**WHAT TO DO**
The response should consist of the records, reproduced exactly.

**AVAILABLE DATA**

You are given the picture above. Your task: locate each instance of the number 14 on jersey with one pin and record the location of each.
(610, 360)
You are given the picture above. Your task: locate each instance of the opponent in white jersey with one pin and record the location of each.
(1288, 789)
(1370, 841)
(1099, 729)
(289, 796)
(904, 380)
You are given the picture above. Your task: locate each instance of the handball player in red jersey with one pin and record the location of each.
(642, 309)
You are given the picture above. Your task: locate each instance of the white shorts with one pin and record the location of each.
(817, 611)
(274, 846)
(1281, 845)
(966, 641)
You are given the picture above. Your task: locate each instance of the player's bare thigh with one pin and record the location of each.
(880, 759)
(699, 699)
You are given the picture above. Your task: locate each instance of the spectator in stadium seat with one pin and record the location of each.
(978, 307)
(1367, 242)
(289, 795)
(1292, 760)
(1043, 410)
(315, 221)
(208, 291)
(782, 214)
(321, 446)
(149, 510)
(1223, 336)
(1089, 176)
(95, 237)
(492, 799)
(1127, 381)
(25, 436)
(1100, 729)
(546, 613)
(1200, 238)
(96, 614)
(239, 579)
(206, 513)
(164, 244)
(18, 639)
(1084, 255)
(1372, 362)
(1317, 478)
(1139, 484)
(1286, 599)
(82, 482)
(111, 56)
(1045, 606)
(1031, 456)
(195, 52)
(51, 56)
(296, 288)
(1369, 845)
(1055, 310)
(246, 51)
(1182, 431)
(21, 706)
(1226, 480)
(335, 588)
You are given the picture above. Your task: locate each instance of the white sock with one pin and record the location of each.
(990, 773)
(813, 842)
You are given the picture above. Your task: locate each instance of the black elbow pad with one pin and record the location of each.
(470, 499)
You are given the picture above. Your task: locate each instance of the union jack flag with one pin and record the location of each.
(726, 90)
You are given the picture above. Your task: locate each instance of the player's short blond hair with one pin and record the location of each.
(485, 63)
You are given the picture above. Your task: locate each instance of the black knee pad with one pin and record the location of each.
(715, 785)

**RESPONSE AREA**
You are given the picture above. Your task: locate each instance of the number 14 on jersey with one pin and record the location of each.
(610, 360)
You are given the picture above. Your task: locate each instance of the opponent in white jersey with one pin and record the location of each.
(1288, 789)
(1370, 841)
(1099, 729)
(289, 796)
(904, 380)
You are given the picture above. Your task: locate each instance of the handball player in red jersey with one pin and record the location of each.
(642, 309)
You are given the picture above. Your task: locate each instance of the white shorts with one pin and record the location of each.
(817, 611)
(274, 846)
(1281, 845)
(966, 641)
You are given the picture above. Your task: locate each instance of the player's bare thigh with one pin and record the location of each.
(880, 759)
(699, 699)
You are given the picture above. Your task: locate each instance of the spectator in stadium seat with one pin and record the location of each.
(978, 307)
(1367, 242)
(289, 795)
(1292, 760)
(1043, 410)
(315, 221)
(208, 291)
(782, 214)
(321, 446)
(149, 510)
(1223, 336)
(1089, 176)
(95, 237)
(492, 799)
(1127, 381)
(25, 436)
(1100, 729)
(546, 613)
(1200, 238)
(96, 614)
(239, 579)
(206, 513)
(164, 244)
(18, 639)
(1084, 255)
(1372, 362)
(1317, 478)
(1139, 484)
(1286, 599)
(82, 482)
(111, 56)
(1045, 606)
(1031, 456)
(195, 52)
(51, 56)
(296, 288)
(1369, 845)
(1055, 310)
(246, 51)
(1182, 431)
(21, 706)
(1226, 480)
(335, 588)
You are given the picture above. Your task: locate each instance of the white sock with one pin and record the location of each.
(990, 773)
(813, 842)
You are given the picture above. Your task: locate each instance of the black elbow pad with one pin and record the location of each.
(470, 499)
You are given the picture above. Your task: locate each instance of the union jack flag with one pin and record the location of each.
(726, 90)
You are given the picture above. Your task: locate each instance of the player's short blond hair with one pin and record the location of each.
(485, 63)
You are given the picture above. Your task: locate each instance of the black knee pad with one pin and record the location of each.
(715, 785)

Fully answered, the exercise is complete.